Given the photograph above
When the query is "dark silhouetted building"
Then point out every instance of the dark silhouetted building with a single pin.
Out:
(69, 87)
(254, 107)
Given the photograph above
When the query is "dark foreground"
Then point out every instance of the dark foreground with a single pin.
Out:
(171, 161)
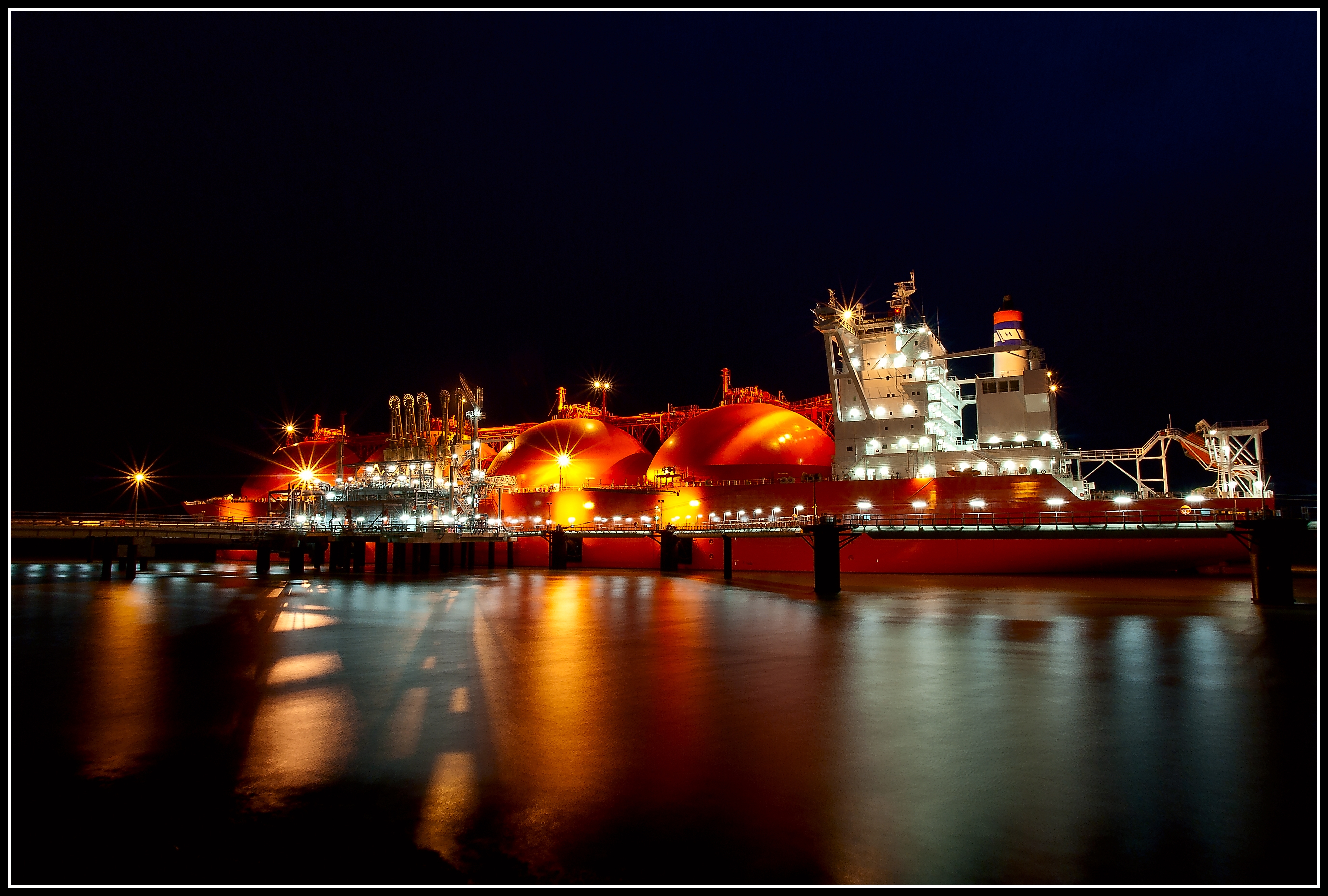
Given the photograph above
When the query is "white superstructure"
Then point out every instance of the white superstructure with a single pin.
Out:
(899, 412)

********************

Goal:
Reproduce every row above word for word, leaving out the pictures.

Full output:
Given the photograph above
When the query is "dark silhouetted building"
Then point out every instance of the dark silhouetted building with a single pin.
Out:
(69, 87)
(254, 107)
Given the photograph above
When the query is "dark foreground"
Then point out every instance of the dark foreground with a single pin.
Out:
(171, 161)
Given the photograph above
When the query is "white superstructure"
Then point out every instance of the white superstructure with a single pin.
Out:
(899, 412)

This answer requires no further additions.